* _Exercise objective_
Each line from the one containing "of the apartment" through the final line of the records is to be repeated exactly, with no additions.

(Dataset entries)
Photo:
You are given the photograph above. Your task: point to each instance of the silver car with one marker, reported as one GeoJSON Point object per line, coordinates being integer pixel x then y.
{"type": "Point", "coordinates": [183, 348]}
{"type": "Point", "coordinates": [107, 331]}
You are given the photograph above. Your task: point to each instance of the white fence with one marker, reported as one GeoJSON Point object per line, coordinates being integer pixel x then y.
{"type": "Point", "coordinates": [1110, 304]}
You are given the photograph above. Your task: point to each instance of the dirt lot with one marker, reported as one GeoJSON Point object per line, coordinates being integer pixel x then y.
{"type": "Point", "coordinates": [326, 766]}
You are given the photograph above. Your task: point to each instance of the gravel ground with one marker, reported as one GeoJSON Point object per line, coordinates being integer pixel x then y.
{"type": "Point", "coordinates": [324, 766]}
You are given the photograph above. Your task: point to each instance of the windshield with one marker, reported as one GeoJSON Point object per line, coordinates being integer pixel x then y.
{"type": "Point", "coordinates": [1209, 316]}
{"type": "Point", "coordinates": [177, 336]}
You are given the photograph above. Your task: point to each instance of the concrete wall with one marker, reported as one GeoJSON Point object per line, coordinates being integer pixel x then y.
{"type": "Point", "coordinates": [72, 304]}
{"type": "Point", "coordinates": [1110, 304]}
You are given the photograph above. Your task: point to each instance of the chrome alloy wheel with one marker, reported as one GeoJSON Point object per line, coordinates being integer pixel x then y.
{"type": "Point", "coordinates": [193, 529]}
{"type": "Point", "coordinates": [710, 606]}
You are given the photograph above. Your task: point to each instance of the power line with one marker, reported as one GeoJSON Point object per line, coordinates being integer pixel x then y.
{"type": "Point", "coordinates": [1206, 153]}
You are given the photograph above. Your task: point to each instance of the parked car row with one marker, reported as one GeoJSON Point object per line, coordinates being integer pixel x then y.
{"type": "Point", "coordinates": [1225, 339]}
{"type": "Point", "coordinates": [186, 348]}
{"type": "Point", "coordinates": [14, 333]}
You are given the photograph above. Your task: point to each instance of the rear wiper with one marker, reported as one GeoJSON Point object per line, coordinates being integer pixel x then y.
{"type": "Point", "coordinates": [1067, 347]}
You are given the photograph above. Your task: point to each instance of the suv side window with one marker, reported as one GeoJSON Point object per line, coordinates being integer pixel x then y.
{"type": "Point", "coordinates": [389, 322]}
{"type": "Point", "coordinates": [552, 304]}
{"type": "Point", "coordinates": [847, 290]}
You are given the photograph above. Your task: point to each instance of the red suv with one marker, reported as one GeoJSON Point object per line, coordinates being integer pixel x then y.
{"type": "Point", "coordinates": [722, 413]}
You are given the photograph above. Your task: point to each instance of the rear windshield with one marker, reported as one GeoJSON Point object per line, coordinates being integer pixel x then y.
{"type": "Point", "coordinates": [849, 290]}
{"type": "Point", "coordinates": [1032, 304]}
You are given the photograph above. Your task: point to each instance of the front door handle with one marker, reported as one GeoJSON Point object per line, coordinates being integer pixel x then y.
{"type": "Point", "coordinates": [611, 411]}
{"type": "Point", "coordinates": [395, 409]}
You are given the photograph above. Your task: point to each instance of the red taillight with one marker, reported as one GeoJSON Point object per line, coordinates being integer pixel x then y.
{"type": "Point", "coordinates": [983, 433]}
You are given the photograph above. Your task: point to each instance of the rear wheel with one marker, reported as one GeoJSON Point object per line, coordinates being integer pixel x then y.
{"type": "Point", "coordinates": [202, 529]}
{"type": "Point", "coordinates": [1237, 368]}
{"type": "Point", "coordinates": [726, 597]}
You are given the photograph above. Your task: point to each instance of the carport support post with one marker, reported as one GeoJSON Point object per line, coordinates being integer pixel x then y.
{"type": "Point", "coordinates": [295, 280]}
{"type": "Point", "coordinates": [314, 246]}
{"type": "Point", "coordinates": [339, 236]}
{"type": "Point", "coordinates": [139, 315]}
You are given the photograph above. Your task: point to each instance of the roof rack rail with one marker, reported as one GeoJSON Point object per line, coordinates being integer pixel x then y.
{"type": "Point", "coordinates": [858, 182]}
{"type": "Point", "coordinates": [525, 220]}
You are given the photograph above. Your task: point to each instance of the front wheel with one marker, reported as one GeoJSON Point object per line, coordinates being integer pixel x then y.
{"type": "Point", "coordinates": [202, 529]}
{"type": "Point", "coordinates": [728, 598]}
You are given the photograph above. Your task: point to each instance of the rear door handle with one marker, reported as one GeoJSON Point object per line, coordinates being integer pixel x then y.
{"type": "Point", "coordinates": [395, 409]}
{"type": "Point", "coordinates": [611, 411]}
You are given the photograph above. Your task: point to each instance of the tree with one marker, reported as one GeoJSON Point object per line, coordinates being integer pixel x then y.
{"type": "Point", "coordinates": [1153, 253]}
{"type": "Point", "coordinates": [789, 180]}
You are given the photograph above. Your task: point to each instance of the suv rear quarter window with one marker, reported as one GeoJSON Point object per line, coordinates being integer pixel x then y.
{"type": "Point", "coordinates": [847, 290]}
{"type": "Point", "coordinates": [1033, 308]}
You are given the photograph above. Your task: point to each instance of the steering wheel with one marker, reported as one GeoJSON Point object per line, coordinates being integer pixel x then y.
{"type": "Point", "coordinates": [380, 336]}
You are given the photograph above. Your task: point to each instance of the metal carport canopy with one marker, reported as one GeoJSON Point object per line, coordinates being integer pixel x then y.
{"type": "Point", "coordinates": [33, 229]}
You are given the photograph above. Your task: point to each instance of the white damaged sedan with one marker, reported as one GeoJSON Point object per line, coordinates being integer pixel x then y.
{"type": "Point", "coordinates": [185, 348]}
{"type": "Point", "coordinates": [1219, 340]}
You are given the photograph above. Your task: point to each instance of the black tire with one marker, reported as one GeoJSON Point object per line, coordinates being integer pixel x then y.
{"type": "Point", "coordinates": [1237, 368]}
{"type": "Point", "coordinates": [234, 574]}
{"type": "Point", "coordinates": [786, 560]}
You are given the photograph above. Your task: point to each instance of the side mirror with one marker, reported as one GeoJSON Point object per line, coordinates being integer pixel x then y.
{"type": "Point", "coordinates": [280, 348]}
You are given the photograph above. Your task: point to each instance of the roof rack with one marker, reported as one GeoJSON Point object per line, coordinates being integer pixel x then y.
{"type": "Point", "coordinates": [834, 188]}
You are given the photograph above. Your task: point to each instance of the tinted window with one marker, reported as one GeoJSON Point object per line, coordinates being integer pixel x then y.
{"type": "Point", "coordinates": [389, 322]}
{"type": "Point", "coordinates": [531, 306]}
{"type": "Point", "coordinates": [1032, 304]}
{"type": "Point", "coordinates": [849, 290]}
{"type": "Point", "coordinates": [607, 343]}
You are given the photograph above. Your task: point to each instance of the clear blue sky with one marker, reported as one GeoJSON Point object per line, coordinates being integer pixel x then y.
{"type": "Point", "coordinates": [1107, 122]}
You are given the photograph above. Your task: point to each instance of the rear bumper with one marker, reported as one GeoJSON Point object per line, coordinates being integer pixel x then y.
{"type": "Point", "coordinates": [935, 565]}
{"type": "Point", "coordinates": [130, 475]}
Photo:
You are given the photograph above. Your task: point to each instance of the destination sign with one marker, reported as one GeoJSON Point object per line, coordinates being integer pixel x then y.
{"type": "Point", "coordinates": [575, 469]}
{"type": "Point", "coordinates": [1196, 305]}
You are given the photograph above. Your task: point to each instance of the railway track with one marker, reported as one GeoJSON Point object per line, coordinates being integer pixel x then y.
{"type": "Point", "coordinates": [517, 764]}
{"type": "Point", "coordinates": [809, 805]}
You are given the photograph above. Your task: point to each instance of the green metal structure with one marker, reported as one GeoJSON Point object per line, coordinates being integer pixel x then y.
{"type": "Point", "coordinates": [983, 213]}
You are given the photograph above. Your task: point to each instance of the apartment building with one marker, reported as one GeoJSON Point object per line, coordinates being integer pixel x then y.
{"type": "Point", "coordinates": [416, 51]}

* _Response for this exercise_
You are given the photograph above. Your task: point to each instance of the apartment building with one marker, reported as one GeoJSON Point object per line, coordinates being integer pixel x then y.
{"type": "Point", "coordinates": [416, 51]}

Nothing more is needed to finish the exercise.